* **Given data**
▬▬▬▬▬▬
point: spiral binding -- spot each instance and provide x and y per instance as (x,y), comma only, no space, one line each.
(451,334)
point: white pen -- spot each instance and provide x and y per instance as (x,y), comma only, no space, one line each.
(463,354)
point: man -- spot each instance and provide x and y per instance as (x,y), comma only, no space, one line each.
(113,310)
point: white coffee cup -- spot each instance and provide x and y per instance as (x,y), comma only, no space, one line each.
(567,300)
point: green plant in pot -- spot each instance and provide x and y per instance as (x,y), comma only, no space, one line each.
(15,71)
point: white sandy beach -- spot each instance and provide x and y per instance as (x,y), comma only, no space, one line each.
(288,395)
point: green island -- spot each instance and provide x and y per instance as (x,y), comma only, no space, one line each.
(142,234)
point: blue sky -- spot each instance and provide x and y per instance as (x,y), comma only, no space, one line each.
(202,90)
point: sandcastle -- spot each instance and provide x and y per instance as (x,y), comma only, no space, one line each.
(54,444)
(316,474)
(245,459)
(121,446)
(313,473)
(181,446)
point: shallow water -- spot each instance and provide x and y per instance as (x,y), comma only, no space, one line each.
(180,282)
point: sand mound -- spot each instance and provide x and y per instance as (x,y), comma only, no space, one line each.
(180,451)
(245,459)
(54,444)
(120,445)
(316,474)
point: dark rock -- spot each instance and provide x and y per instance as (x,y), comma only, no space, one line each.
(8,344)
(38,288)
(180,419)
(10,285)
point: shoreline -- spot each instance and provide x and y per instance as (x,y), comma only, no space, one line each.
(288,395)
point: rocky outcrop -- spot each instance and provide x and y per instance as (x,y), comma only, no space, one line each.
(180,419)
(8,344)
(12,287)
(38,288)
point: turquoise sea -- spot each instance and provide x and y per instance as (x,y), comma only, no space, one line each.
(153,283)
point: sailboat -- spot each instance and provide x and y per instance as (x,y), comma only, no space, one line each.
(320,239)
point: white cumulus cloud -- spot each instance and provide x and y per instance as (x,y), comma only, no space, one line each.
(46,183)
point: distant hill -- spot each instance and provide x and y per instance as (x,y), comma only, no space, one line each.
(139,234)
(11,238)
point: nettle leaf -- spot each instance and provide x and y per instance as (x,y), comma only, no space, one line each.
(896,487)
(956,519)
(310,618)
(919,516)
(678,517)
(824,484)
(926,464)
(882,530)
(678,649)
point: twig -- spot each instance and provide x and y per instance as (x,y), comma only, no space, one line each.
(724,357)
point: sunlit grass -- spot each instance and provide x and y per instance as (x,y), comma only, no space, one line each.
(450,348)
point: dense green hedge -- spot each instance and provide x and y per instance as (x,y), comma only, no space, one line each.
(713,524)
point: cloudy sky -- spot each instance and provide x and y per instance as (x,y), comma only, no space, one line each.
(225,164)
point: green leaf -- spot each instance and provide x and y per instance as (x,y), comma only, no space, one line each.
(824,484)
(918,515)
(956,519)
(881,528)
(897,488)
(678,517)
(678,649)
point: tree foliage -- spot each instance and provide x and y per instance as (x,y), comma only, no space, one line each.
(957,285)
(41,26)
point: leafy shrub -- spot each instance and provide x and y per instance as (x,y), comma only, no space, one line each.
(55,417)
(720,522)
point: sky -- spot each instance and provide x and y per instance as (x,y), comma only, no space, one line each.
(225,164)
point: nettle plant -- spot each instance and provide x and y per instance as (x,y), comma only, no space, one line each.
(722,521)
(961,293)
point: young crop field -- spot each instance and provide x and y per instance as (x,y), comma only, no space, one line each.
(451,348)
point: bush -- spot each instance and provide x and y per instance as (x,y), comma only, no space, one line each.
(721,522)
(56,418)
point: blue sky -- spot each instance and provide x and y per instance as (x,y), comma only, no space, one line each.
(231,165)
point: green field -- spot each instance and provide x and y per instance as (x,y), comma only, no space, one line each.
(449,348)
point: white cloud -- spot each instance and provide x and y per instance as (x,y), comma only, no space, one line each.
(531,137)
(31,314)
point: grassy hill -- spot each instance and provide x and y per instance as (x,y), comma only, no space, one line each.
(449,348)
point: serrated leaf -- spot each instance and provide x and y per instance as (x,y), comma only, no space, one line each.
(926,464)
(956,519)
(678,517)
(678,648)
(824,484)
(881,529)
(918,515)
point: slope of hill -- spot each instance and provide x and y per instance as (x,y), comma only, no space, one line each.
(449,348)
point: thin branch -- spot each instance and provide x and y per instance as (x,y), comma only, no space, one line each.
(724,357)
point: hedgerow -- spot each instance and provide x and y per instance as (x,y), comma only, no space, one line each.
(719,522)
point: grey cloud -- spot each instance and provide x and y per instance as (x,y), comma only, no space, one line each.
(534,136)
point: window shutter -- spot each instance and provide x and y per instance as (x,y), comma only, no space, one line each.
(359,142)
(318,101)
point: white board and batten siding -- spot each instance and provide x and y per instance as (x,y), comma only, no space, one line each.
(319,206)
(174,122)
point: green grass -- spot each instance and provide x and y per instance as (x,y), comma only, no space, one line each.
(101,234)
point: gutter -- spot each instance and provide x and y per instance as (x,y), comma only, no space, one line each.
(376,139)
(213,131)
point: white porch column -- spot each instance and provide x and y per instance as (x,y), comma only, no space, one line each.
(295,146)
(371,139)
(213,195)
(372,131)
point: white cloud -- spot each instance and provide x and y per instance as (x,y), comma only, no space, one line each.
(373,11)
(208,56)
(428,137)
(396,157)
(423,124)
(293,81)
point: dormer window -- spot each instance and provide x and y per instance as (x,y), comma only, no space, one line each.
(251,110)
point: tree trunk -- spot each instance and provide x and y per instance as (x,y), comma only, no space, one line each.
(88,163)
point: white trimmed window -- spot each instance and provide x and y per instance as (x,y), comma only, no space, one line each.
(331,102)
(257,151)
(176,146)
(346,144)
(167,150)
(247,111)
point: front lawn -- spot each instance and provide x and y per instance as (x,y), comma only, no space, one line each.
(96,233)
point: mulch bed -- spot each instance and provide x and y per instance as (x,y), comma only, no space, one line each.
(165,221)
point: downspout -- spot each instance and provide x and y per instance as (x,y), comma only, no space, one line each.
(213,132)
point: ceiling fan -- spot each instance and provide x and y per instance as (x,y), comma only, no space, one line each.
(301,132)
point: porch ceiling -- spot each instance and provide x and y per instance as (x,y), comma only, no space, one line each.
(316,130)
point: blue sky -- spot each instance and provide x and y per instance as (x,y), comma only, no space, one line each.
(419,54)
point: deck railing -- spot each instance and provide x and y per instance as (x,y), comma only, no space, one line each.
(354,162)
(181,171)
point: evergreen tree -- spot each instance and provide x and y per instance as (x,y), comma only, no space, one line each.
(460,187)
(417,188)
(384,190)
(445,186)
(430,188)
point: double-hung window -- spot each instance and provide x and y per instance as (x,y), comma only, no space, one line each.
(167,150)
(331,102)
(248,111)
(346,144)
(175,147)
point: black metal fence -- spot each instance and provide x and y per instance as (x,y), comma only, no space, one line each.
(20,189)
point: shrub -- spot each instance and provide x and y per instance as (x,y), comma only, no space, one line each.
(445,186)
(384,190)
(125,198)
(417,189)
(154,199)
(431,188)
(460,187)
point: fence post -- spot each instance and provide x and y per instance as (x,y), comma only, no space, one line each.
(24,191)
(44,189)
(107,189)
▬▬▬▬▬▬
Every record in the listing above should be reproduced exactly.

point: spiral binding -- spot each instance and provide x and y per instance as (x,y), comma only, no space, one line each.
(451,334)
point: white pen -- spot each instance and provide x and y per instance as (x,y), comma only, no space, one line each.
(463,354)
point: man -- spot each instance and provide x and y per instance as (x,y), comma only, no space, one line each.
(113,310)
point: white coffee cup -- spot each instance and provide x and y per instance as (x,y), comma only, no space, one line each.
(567,300)
point: green plant in pot -- spot each instance and provide x and y per instance as (x,y), comma only, no space, one line each.
(15,71)
point: white sandy beach -- spot each instance and provide x and y per instance as (x,y), comma only, no space, one line each.
(288,395)
point: green island -- spot each instance and provide x and y per instance as (x,y), comma only, no space, one line each.
(142,234)
point: blue sky -- spot each instance and provide x and y per instance as (x,y), comma only, no space, one line each.
(202,90)
point: sandcastle -- spot each instance and provide x and y per instance as (x,y), comma only, no space, one line each.
(54,444)
(316,474)
(245,459)
(121,446)
(313,473)
(181,446)
point: shallow water -- spot each instance and provide x and y per instance as (x,y), comma only, no space, one line each.
(180,282)
point: sand mound -- spot each instance and provide x and y per instance as (x,y), comma only, no space, one line each.
(180,451)
(245,459)
(54,444)
(120,445)
(316,474)
point: dark rock -- spot each instance and provide x and y per instance as (x,y), comma only, no space, one line each.
(8,344)
(38,288)
(180,419)
(10,285)
point: shoreline -- spot each instance and provide x and y per instance as (x,y), comma only, no space, one line each.
(288,395)
point: rocky outcrop -- spot each instance and provide x and y per instance as (x,y), comma only, no space, one line each.
(180,419)
(8,344)
(12,287)
(38,288)
point: turquoise sea -- spot each instance and provide x and y per instance as (x,y), comma only, no space, one line each.
(153,283)
point: sailboat -- spot each instance and provide x and y per instance as (x,y), comma only, no space, one line each.
(320,239)
point: white cumulus cloud -- spot each instance and provide x and y per instance as (x,y), comma only, no space, one line each.
(46,183)
point: distant hill -- spot each instance and provide x and y per instance as (x,y), comma only, no space, one line each.
(139,234)
(11,238)
point: nettle leaf -- spot each instance and provide x and y per instance as (x,y), comma only, no space, one line each.
(896,487)
(956,519)
(310,618)
(919,516)
(678,517)
(824,484)
(926,464)
(882,530)
(678,649)
point: twig -- spot each instance and provide x and y per instance as (x,y), comma only, no space, one line each.
(724,357)
point: sunlit grass -- spot each instance and provide x and y per instance as (x,y), comma only, no space, one line each.
(450,348)
point: dense green hedge -- spot each instance and provide x and y per instance as (x,y), comma only, no space, one line each.
(713,524)
point: cloudy sky -- spot each instance and provide x and y per instance as (x,y), comma only, no space, one line each.
(225,164)
point: green leaf -- spot each instance and provide x and y per instance as (x,y), comma only, no space, one line each.
(824,484)
(918,515)
(956,519)
(881,528)
(897,488)
(678,517)
(678,649)
point: tree foliage -- spot each instance and provide x and y per instance as (x,y), comma only, no space, one line each.
(957,285)
(41,26)
point: leafy shrub -- spot each instance and provide x and y per instance as (x,y), comma only, no space, one line each.
(55,417)
(720,522)
point: sky -- spot each instance and provide x and y per instance as (x,y), comma only, no space, one line each.
(225,164)
point: nettle plant -- spot each instance and provide x and y per instance as (x,y), comma only, no space, one line each.
(722,521)
(961,293)
point: young crop field -- spot each instance and provide x and y per instance as (x,y), comma only, no space, one line each.
(451,348)
point: bush -- spot each instance and provide x and y per instance as (x,y), comma only, no space, one line each.
(721,522)
(56,418)
point: blue sky -- spot each instance and provide x and y per instance as (x,y), comma only, no space, one line each.
(231,165)
point: green field -- spot each instance and provide x and y per instance as (x,y), comma only, no space, one line each.
(449,348)
point: white cloud -- spot each instance and provide x and y per instance as (x,y), comma only, no space, one line each.
(531,137)
(31,314)
point: grassy hill -- spot each instance and provide x and y per instance as (x,y), comma only, no space, one line each.
(449,348)
point: serrated leaf -- spot each instance and provide x and y per instance as (x,y), comma only, no space, one line each.
(926,464)
(956,519)
(678,517)
(678,648)
(824,484)
(881,529)
(918,515)
point: slope of hill -- spot each instance and provide x and y per instance as (x,y), comma only, no space, one line each.
(449,348)
point: thin branch -- spot each instance and provide x and y per instance as (x,y), comma only, no space, one line each.
(724,357)
point: hedgerow -- spot each instance and provide x and y per instance as (x,y), comma only, no space, one line each.
(719,522)
point: grey cloud -- spot each instance and provide x and y per instance as (x,y), comma only, no space, one line each.
(534,136)
point: window shutter -- spot each instance and provide x and y per instance as (x,y), comma only, no space, one line each.
(359,142)
(318,101)
point: white board and batten siding -- spot each instance and provide x and y per instance as (x,y), comma only, no space, one line each.
(319,206)
(174,122)
point: green grass -- spot each instance and provide x and y per instance as (x,y), comma only, no space, one line each.
(101,234)
point: gutter -- spot each instance and provide x and y per instance as (x,y), comma only, no space, one line each.
(376,139)
(213,131)
point: white porch column -- spot each instance and provide x and y per instance as (x,y), comma only, no space, one line each.
(295,146)
(371,139)
(213,195)
(372,131)
point: white cloud -- spot each instance and provide x and y per instance as (x,y), comma only, no space, one line each.
(373,11)
(208,56)
(428,137)
(396,157)
(423,124)
(293,81)
point: dormer window -- spot each instance and provide x and y per instance as (x,y), comma only, no space, one line each.
(251,110)
point: tree trunk -- spot each instance and provide x and y per instance as (x,y), comma only, no space, one line each.
(88,163)
point: white trimmed window -- spot each instance and provide x and y per instance as (x,y), comma only, no space, one line each.
(331,102)
(257,151)
(176,146)
(346,144)
(167,150)
(247,111)
point: front lawn -- spot each instance and provide x and y per instance as (x,y), comma only, no space, one line each.
(96,233)
point: mulch bed -- spot each instance and provide x and y per instance as (x,y), comma only, no space, one line each.
(165,221)
point: downspout -- spot each instance and provide x and y per instance as (x,y), comma only, no space, one line each.
(213,132)
point: ceiling fan -- spot each instance and provide x and y per instance as (x,y), comma only, no space, one line each.
(301,132)
point: porch ceiling -- spot each instance and provide x and y per instance as (x,y), comma only, no space, one line each.
(316,130)
point: blue sky -- spot each instance and provide x and y per instance as (x,y), comma only, no space, one line each.
(419,54)
point: deck railing -- spot each instance and provide x and y per instance as (x,y), comma only, no space, one line each.
(354,162)
(181,171)
point: evergreen tree -- spot each instance and provide x and y per instance as (x,y), comma only, no space, one line each.
(460,187)
(417,188)
(384,190)
(445,186)
(430,188)
point: double-hung window -- spot each instance and provide x and y per instance as (x,y), comma only, no space, one line each.
(167,150)
(331,102)
(248,111)
(346,144)
(175,147)
point: black metal fence -- spot each instance and provide x and y per instance as (x,y), comma only, no space, one line each.
(20,189)
point: shrub -- spot each instance and provide x and y per instance as (x,y), comma only, no space, one line each.
(445,186)
(384,190)
(125,198)
(417,189)
(154,199)
(431,188)
(460,187)
point: fence post -- spot each instance and provide x and y per instance as (x,y), comma only, no space, one line each.
(24,191)
(44,189)
(107,189)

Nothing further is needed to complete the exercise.